----- PAGE EXCERPT

Alviani said Beijing has declared war on journalism. Reporters face greater censorship and graver threats from telling the truth.

Human rights campaigner, Tiananmen protest leader, and RSF Emeritus board member, Wu'erkaixi (吾爾開希) said there had been some improvement in the media situation under former Chinese leader Hu Jintao (胡锦涛), before and after the Beijing Olympics in 2008. However, the current leadership regime "has taken this limited progress away."

"The free flow of information is the foundation of a civil society, but we don't have this in China," Wu'erkaixi said. "Propaganda tells the lie not only to its people but the whole world, even when the whole world presents the truth and gives evidence to the contrary."

Wu'erkaixi, who is in Washington, D.C., with RSF Secretary-General Cristophe Deloire for the Summit for Democracy, which begins Thursday (Dec. 9), accused the West of appeasement toward China. He said the United States, Europe, and other leading democracies have done this by promoting a policy of engagement with China for the past three or four decades.

In a forward to the report, Deloire said the accession of Xi Jinping (習近平) in 2013 has seen a “brutal end” to the partial opening up of China. Xi has “restored a media culture worthy of the Maoist era, in which freely accessing information has become a crime and to provide information an even greater crime,” Deloire said.

----------
----- SUPPLIED MATERIAL

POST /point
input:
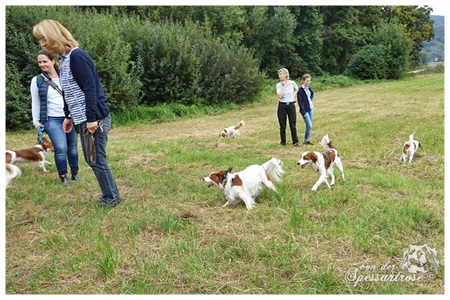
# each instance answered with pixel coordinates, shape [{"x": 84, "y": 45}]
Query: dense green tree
[
  {"x": 308, "y": 32},
  {"x": 416, "y": 22},
  {"x": 276, "y": 45},
  {"x": 342, "y": 37}
]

----------

§ **TASK DETAILS**
Decide whether each statement agrees with the excerpt on press freedom in China, answering yes or no and quoting the deciding words: (a) Wu'erkaixi said the media situation improved somewhat under Hu Jintao around the 2008 Beijing Olympics; (b) the Summit for Democracy begins on a Friday; (c) Deloire dated Xi Jinping's accession to 2015.

§ **RESPONSE TO THE TASK**
(a) Yes: "there had been some improvement in the media situation under former Chinese leader Hu Jintao (胡锦涛), before and after the Beijing Olympics in 2008"
(b) No: "which begins Thursday (Dec. 9)"
(c) No: "the accession of Xi Jinping (習近平) in 2013"